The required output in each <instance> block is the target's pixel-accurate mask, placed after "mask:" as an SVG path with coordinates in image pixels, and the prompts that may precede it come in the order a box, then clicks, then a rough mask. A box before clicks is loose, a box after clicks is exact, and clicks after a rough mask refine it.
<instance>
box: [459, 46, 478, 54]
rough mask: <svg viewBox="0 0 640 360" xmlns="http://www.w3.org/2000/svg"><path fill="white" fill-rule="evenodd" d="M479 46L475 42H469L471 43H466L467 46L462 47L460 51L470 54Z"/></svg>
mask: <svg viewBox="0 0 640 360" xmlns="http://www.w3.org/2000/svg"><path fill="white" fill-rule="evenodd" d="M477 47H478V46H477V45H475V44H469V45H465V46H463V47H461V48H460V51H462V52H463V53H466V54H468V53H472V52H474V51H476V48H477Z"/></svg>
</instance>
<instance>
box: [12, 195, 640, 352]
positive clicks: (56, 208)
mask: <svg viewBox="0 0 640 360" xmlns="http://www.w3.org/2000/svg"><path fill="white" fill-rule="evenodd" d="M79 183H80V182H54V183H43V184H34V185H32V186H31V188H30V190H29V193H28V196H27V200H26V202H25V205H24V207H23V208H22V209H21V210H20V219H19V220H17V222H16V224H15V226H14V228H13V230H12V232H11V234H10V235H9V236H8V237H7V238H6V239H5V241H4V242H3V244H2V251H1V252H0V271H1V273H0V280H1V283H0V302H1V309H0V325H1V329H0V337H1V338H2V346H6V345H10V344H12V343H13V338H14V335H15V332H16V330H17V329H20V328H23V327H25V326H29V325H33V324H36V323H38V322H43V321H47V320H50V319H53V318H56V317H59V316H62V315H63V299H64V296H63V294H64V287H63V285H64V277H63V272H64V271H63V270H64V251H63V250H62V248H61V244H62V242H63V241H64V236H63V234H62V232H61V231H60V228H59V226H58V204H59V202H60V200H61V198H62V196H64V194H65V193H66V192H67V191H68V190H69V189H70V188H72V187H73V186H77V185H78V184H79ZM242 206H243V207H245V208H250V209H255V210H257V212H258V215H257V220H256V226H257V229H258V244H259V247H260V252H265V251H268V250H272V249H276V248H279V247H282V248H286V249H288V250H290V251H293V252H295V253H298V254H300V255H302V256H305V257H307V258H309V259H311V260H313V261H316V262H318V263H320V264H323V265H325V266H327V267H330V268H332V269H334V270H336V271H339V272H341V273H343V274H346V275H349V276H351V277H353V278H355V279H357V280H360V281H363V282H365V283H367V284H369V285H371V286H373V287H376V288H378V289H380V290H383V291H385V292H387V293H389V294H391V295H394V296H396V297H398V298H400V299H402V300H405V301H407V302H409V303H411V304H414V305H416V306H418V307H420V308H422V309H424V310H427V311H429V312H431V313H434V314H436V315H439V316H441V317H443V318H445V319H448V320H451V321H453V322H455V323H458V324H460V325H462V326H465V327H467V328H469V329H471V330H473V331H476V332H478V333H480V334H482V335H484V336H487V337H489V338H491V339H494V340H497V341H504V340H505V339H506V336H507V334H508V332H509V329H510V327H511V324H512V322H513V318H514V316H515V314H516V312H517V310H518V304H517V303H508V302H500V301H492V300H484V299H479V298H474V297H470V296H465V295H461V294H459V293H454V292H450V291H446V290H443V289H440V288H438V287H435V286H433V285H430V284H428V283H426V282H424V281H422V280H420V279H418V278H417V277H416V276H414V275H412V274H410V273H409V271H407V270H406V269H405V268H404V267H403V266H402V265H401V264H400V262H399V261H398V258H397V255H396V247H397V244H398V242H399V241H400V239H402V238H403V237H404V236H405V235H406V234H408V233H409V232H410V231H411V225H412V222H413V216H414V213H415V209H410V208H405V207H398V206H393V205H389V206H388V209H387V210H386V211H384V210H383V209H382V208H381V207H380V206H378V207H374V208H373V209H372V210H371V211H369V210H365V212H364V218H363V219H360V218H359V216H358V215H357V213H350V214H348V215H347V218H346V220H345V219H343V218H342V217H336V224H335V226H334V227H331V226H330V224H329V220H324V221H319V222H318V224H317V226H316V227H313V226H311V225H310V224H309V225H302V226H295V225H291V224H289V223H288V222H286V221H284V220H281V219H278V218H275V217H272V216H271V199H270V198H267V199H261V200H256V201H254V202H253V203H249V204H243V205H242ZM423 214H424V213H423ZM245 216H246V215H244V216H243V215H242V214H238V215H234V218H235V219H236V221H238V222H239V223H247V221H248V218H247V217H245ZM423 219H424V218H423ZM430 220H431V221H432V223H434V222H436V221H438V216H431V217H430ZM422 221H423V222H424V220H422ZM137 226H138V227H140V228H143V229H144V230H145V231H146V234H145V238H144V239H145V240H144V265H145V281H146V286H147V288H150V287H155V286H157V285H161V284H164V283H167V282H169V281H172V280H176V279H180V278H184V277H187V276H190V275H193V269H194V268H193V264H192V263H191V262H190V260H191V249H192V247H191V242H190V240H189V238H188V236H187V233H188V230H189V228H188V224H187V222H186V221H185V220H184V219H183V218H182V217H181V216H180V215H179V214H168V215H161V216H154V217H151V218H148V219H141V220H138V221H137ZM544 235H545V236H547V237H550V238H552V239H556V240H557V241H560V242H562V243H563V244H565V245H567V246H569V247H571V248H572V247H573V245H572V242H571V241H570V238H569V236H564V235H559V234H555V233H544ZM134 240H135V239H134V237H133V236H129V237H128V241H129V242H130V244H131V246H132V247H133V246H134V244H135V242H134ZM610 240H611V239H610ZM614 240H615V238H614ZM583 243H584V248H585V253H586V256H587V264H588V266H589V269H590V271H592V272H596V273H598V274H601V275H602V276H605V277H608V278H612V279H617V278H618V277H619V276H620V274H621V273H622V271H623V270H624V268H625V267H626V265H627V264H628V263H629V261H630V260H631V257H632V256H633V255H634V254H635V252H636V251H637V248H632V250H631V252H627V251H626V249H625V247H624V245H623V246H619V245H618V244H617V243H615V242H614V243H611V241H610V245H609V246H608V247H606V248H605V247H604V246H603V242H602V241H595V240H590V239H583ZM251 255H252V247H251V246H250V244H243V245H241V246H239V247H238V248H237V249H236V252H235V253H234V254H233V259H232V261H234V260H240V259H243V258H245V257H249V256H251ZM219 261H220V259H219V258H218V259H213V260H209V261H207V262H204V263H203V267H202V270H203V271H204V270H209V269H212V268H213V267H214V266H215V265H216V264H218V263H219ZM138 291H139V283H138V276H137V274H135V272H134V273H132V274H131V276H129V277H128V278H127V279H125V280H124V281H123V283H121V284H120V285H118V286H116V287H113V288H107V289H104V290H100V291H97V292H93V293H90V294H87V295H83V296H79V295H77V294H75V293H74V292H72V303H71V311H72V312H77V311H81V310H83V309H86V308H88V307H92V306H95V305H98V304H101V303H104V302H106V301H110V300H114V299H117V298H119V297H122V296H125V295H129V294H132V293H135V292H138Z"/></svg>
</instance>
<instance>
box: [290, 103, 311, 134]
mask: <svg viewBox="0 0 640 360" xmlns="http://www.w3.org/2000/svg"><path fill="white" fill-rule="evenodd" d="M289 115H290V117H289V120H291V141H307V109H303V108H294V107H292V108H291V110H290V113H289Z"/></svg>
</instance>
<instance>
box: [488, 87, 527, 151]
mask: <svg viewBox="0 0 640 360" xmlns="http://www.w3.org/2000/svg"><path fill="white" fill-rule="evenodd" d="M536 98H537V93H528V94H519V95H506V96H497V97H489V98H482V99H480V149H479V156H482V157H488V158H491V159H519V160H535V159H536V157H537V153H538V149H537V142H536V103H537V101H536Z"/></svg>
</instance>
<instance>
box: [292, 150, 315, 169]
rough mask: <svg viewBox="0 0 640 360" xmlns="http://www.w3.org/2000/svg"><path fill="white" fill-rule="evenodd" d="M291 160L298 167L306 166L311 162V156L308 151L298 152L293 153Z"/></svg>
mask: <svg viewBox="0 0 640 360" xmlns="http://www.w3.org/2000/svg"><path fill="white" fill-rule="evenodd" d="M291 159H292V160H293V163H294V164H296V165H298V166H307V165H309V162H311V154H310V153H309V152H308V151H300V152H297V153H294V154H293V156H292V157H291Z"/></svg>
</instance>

□ □ □ □

EXERCISE AIM: Reproduce exactly, please, only the lines from the start of the data above to the line that contains "box: [459, 46, 478, 54]", with both ends kept.

THE COMPLETED TASK:
The required output in each <instance> block is the target's pixel-accurate mask, placed after "mask:" as an SVG path with coordinates in image pixels, and the prompts that may precede it come in the order a box, then clicks, then a rough mask. A box before clicks is loose, a box after clicks is exact, and clicks after a rough mask refine it.
<instance>
box: [459, 46, 478, 54]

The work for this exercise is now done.